57. We are perfectly content to adopt
this thorough and considered exegesis as part of the law of Jersey. A constant, to which Lord Hodge adverts,
is that many issues in the construction of contracts are subtly different. Here, the creation of the Side Letter
and the advisory agreement as part of the same negotiations may add an unusual
complexity. For the reasons which
we now address, we consider that the creation of the Side Letter falls squarely
within Lord Hodge’s category of contracts, the correct construction of
which may be achieved by greater emphasis on the factual matrix, because of
their informality, brevity or the absence of skilled professional
assistance…..”
This approach, articulated by the Court of
Appeal, seems to us to be apposite as the Letter of Intent is brief; its’
purpose was to enable work to continue uninterrupted: and it is not in any
sense a contract appropriate for the remaining work to be done on the Project.
Further, Mr Burton’s amendments to the letter were informal and prepared
without any skilled professional assistance. There are conflicts between the Letter
of Intent and the November 2014 emails.
Thus we place a greater emphasis on the factual matrix in our
interpretation of the contract entered into between the parties.
154. It seems to us that the correct approach,
taking the principles from the above cases, should be that if there is clear
documentation which is designed to encapsulate the agreement between the
parties then any provisions which are clearly worded should be applied. But if provisions are not clear, or
indeed opposed by other alternative words within the documentation, then we must
look at the position more broadly to identify the nature of the understanding
between the parties. One important
way of understanding the realities of any contract between the parties is to
look at how they operated in carrying out any contract.
Formation
155. The constituent elements of a Jersey contract
are well understood and were set out in the case of Selby v Romeril
[1996] JLR 210, in which the court said this:-
“In our judgment, it may now be asserted that by the law of
Jersey, there are four requirements for the creation of a valid contract,
namely (a) consent; (b) capacity; (c) an ‘objet’; and (d) a ‘cause’.”
156. We will come on to deal with some of the
elements identified in Selby v Romeril.

**INFORMATION PROVIDED**
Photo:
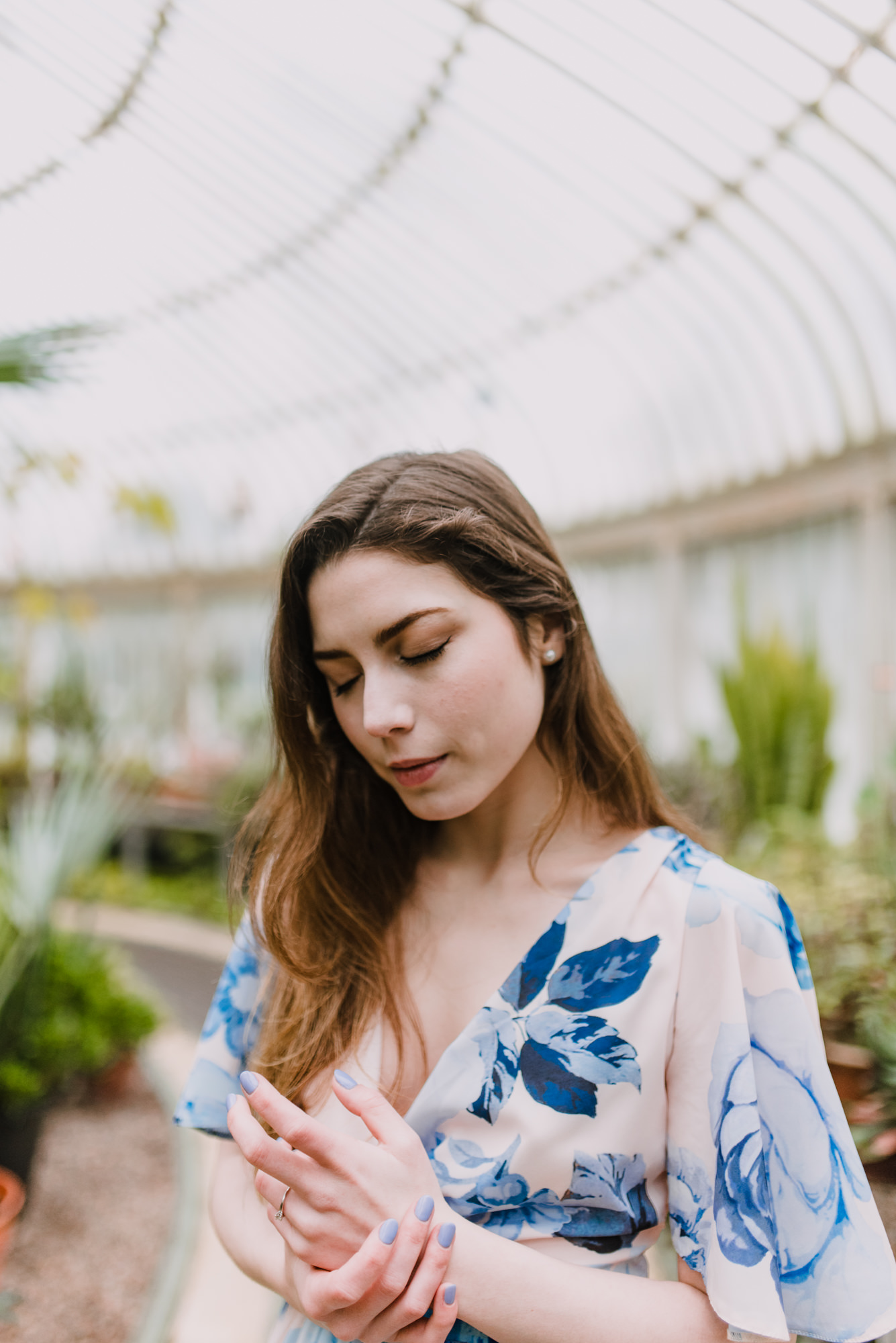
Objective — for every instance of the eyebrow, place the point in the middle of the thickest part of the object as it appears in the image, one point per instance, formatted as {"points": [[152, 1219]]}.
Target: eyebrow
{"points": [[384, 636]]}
* * *
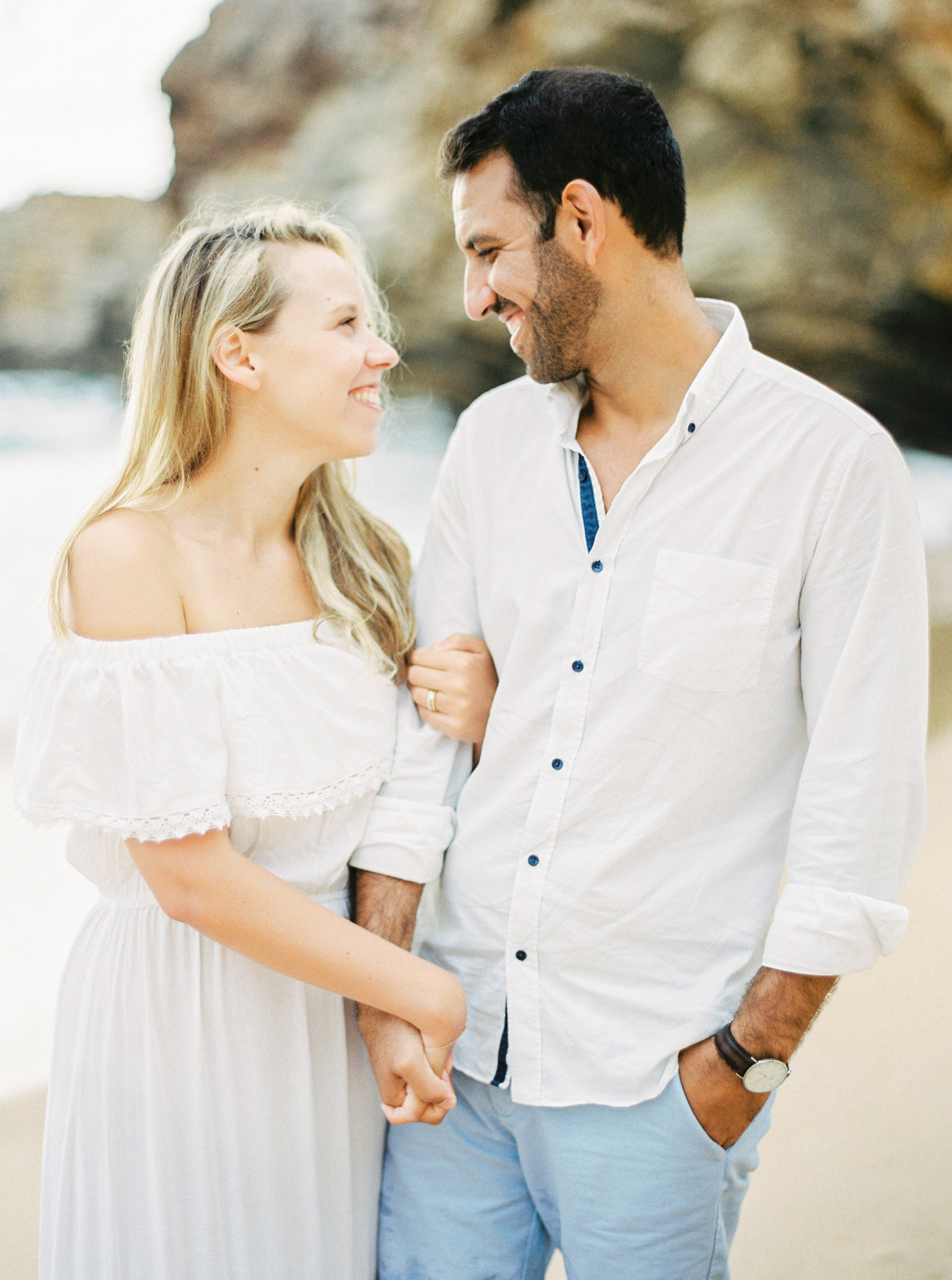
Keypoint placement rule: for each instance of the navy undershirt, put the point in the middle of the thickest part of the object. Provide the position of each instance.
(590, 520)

**GIVEN INSTRUCTION 1**
Find each line in the listing that contains the word "eyebrow", and copy those lines.
**GIVEN INSTRUCTION 2**
Carry on the judgment excerpt about contract construction under Jersey law, starting after its last sentence.

**TASK ANSWER 1**
Objective — for every instance of the eyebrow, place the point in the middle of the thickest part of the object as it appears in the image, one point per instance, formatted as {"points": [[152, 1219]]}.
Target: eyebrow

**TASK ANSWER 2**
157. It is clear that a contract must be
sufficiently certain and an agreement to agree is insufficient. In the Minister of Treasury and
Resources v Harcourt Development Limited [2014] (2) JLR 353, the Court of
Appeal said, at paragraph 17 of that Judgment:-
“17. He further submits, we think correctly, that the
Jersey authorities, set out and discussed by the Bailiff in his judgment (2014
(1) JLR 472, at paras 29 -36), are clear that neither an agreement to agree nor
an agreement to negotiate is enforceable in Jersey law (see Osment v St Helier
(9) (see particularly 1975 JJ at 212-215); Jersey Automatic Co Ltd v H A Gaudin
& Co Ltd (6) (1980 JJ at 166-167); and Bennett v Lincoln (3) (2005 JLR 125,
at paras 34 – 36). The reason
such agreements fail is that there is no sufficiently certain
‘objet’ for there to be a Jersey contract. Reference was made to dicta in the
decision of the Royal Court in Mirpuri v Bank of India (7) ([2010] JRC 129 , at
para 29), where it was held that a term ‘to monitor the deposits in just
the same way as it had done in 2005’ and ‘to protect the
margin’ was ‘not sufficiently certain. It would not necessarily be possible
from such a vague term to establish whether the plaintiff was or was not in
breach of the term in any particular case.”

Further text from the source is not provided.